▶ What the exercise asks
Give back every record that follows, exactly as written.
# # # #
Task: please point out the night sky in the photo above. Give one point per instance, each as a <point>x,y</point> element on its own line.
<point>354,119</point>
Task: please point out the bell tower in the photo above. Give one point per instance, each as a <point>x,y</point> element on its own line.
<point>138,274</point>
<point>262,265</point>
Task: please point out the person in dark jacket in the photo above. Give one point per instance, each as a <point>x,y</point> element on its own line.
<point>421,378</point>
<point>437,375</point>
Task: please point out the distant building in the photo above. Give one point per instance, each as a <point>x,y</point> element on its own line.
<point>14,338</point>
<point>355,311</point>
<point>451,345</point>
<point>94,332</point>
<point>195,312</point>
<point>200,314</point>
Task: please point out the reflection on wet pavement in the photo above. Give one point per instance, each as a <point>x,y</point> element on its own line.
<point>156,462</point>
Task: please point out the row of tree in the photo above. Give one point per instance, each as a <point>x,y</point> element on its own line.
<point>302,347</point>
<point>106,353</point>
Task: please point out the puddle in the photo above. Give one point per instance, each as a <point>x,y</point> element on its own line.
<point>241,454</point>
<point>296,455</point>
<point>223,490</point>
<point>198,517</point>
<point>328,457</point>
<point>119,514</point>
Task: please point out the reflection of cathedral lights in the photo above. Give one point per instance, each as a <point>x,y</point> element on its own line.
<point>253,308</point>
# # # #
▶ Answer for this exercise
Task: please point out the night sky in the photo above. Give one point per instance, each as a <point>x,y</point> element on its own line.
<point>354,119</point>
Task: please point out the bell tower in the photo above. Give one point per instance, each as a <point>x,y</point> element on its own line.
<point>138,274</point>
<point>262,265</point>
Task: please point out the person in dark jacket in the photo above. Give one point per instance, each as a <point>x,y</point> element on its own line.
<point>421,378</point>
<point>437,375</point>
Task: please point out the distant building in the photo above. Give one point per instance, each as a <point>x,y</point> element on its own line.
<point>14,338</point>
<point>355,311</point>
<point>451,345</point>
<point>94,332</point>
<point>195,312</point>
<point>200,314</point>
Task: please point out the reflection on wet pavement in the photo above. Give one point per instance, each as a <point>x,y</point> element on its own line.
<point>156,462</point>
Task: please point out the row of tree in the photo above. Give one point per instance, each as a <point>x,y</point> element on its own line.
<point>302,347</point>
<point>106,353</point>
Task: please point out the puddle in the photo above. Give one point per instance, each as a <point>x,y</point> element on its own line.
<point>241,454</point>
<point>296,455</point>
<point>223,490</point>
<point>198,517</point>
<point>328,457</point>
<point>119,514</point>
Task: please point out the reflection of cathedral lights in the photo above. Give one point per instance, each as a <point>x,y</point> element on its own line.
<point>253,308</point>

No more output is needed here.